Dari perumpamaan yang disampaikan oleh Yesus dalam Matius 7:24-27, maka secara figuratif ada dua yang mewakili. Yang satu disebut sebagai seorang yang bijaksana karena ia mendirikan rumah di atas batu, sedang yang satunya lagi disebut sebagai orang bodoh karena ia mendirikan rumahnya di atas pasir. Apa makna rohani yang terkandung di balik gambaran antara pasir dan batu? Pasir adalah sesuatu yang mudah bergerak dan bersifat tidak pasti. Sementara batu adalah sesuatu yang bersifat stabil, kokoh dan tangguh. Alkitab memberi penegasan bahwa batu itu adalah Yesus Kristus sendiri (lihat 1 Kor. 10:4 band. Mat. 16:18). Karena itu, rumah tangga harus dibangun di atas dasar yang kokoh, stabil dan pasti. Jangan pernah membangun rumah tangga di atas dasar uang karena fluktuasi uang selalu naik turun, tidak ubahnya seperti pasir yang mudah bergerak dan tidak pasti. Tampaknya orang Batak sangat gamblang dalam memaknainya. Hal itu terungkap jelas melalui parodi khas mereka, “Ada uang abang sayang, tidak ada uang abang melayang.” Bah, macam mana pula kau ini.

Kembali kepada apa yang disampaikan oleh Yesus dalam Matius 7:24-27. Ditegaskan bahwa tidak ada jaminan bahwa rumah itu, entah yang dasarnya dari batu atau dari pasir akan terhindar dari hujan, banjir dan angin. Namun, ditekankan suatu kepastian bahwa rumah yang dibangun di atas batu tidak akan rubuh (Mat. 7:25). Berbeda dengan rumah yang dibangun di atas pasir, yang akhirnya ambruk dan mengalami kerusakan hebat (Mat. 7:27).

[TUGAS]: Ambil dari teks tentang perumpamaan rumah di atas batu dan pasir bagian yang dibuka dengan kata-kata yang memuat "Kembali kepada apa" dan ditutup dengan "hebat (Mat. 7:27).". Salin bagian itu tanpa mengubah satu kata pun.

[BAHAN YANG DISEDIAKAN]:

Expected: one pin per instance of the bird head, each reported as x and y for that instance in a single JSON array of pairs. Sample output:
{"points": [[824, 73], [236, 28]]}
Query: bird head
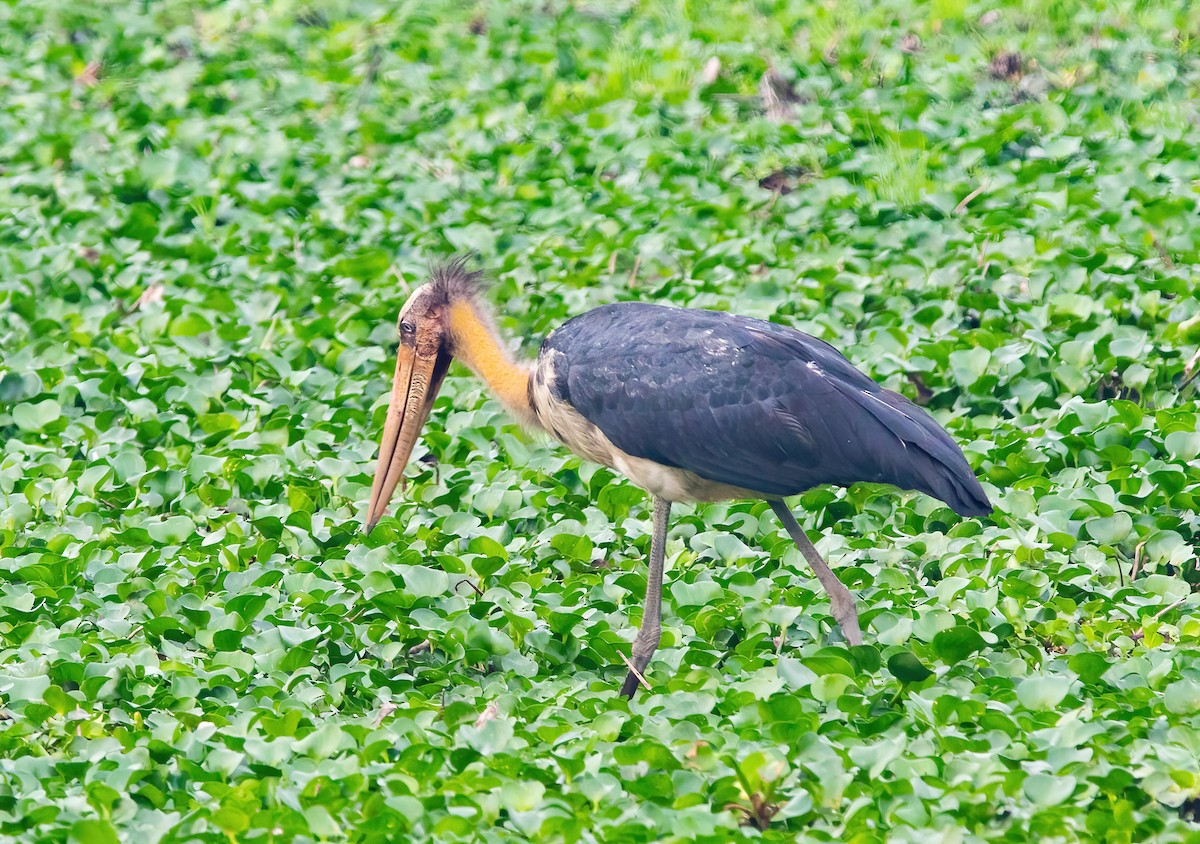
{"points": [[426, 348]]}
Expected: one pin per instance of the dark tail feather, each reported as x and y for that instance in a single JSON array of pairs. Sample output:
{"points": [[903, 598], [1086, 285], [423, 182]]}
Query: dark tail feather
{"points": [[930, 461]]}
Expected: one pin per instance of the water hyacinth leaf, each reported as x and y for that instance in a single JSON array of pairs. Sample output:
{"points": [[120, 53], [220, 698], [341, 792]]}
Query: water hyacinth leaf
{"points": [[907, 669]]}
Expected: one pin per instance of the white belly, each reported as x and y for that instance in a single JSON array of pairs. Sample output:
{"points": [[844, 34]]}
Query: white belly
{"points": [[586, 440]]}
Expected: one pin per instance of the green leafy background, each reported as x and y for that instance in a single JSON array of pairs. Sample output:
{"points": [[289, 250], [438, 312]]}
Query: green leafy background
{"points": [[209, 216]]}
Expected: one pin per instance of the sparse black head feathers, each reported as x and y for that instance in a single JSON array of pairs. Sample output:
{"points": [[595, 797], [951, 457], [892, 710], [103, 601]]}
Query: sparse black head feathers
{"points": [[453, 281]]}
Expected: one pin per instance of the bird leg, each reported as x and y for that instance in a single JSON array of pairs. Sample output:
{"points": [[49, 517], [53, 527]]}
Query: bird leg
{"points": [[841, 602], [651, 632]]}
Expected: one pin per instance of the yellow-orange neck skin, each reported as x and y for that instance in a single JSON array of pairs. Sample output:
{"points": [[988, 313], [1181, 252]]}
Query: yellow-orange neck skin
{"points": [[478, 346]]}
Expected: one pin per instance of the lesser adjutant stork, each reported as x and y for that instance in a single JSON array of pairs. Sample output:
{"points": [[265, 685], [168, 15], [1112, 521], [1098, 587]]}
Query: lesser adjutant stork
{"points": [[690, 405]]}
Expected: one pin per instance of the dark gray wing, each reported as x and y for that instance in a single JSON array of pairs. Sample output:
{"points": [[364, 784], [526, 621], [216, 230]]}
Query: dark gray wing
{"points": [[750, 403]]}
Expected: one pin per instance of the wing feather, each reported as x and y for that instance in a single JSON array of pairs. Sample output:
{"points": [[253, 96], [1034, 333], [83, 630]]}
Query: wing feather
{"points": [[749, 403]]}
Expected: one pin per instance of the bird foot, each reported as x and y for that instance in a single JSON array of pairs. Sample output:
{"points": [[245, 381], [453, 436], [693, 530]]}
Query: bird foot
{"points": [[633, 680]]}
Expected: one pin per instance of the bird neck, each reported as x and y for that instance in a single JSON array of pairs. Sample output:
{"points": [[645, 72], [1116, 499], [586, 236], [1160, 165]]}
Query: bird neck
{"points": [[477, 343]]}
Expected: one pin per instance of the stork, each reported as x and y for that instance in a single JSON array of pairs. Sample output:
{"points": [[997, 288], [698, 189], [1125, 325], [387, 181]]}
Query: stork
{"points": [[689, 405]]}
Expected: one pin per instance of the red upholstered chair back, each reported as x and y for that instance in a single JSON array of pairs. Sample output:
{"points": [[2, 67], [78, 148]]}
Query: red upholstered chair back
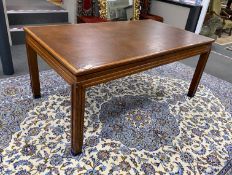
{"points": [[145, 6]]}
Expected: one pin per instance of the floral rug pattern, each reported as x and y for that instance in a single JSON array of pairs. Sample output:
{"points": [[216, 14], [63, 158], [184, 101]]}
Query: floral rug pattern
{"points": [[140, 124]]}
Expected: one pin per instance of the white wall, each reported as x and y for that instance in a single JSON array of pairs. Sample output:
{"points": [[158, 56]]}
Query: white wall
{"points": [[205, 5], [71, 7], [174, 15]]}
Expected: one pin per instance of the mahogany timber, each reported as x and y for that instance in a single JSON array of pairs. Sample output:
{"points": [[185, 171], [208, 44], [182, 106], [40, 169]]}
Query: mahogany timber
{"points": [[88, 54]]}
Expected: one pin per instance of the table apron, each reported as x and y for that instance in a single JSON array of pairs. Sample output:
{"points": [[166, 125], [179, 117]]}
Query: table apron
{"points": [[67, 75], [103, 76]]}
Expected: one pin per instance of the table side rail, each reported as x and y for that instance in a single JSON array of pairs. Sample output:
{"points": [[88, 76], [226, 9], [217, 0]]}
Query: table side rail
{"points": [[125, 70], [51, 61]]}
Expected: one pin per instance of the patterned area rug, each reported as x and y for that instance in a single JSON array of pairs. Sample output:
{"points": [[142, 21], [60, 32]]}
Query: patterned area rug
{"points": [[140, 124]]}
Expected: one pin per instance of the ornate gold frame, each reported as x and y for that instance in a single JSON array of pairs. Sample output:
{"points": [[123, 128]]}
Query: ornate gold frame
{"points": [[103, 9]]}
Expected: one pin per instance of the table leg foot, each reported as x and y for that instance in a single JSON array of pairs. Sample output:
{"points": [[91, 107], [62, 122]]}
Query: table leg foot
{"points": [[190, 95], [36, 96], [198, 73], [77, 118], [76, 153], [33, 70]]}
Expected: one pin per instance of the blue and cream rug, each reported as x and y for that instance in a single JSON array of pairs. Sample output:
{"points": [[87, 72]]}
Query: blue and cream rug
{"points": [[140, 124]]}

---

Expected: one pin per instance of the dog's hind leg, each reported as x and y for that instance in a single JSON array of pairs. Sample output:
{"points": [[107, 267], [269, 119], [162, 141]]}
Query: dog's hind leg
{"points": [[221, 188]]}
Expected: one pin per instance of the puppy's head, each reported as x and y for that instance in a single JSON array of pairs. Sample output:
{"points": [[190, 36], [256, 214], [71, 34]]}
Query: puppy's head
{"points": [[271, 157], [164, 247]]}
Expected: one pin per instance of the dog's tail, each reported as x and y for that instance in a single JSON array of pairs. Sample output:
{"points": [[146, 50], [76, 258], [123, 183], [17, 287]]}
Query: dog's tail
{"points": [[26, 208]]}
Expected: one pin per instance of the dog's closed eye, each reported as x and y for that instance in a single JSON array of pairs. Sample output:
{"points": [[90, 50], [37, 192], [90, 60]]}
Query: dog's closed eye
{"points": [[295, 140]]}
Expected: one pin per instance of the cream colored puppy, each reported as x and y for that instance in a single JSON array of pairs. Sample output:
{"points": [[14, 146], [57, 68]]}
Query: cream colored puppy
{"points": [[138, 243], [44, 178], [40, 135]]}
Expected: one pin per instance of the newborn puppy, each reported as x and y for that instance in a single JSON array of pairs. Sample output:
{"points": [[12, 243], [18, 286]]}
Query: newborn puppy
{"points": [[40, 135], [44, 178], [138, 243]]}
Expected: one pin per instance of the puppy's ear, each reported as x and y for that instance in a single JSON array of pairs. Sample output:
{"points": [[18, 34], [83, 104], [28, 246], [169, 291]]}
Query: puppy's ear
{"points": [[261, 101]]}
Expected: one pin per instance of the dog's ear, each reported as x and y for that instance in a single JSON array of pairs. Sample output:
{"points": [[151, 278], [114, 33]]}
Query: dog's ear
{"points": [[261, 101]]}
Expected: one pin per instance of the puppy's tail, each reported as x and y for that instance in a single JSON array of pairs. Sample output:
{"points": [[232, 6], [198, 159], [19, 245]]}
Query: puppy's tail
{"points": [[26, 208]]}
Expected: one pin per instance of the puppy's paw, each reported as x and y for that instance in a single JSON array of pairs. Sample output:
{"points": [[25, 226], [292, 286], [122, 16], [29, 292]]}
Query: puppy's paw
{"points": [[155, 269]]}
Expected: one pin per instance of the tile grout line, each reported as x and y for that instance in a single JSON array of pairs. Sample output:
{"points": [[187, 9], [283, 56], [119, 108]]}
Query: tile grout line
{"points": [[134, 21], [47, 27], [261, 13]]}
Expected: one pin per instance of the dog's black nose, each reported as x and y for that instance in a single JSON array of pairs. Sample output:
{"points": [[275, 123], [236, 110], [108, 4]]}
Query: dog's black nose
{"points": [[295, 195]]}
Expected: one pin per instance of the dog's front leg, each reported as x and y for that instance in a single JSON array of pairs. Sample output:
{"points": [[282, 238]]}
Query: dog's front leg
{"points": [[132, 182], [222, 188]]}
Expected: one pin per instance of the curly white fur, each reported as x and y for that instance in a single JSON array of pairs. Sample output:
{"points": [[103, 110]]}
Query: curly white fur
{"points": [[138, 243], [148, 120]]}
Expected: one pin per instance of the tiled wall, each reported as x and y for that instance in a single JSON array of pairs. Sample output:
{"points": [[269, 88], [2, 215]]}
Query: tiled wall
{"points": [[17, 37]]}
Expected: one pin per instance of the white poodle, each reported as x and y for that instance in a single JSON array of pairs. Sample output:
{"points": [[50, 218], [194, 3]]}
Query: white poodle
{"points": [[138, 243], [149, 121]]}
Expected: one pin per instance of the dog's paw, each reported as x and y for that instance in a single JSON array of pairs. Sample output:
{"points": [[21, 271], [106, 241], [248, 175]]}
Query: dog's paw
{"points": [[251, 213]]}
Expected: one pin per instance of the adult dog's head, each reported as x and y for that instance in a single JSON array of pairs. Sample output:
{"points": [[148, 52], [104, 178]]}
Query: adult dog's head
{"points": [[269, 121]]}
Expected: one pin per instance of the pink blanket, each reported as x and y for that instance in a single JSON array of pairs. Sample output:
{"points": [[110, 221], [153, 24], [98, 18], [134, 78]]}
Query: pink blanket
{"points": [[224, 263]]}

[HASIL TUGAS]:
Kembali kepada apa yang disampaikan oleh Yesus dalam Matius 7:24-27. Ditegaskan bahwa tidak ada jaminan bahwa rumah itu, entah yang dasarnya dari batu atau dari pasir akan terhindar dari hujan, banjir dan angin. Namun, ditekankan suatu kepastian bahwa rumah yang dibangun di atas batu tidak akan rubuh (Mat. 7:25). Berbeda dengan rumah yang dibangun di atas pasir, yang akhirnya ambruk dan mengalami kerusakan hebat (Mat. 7:27).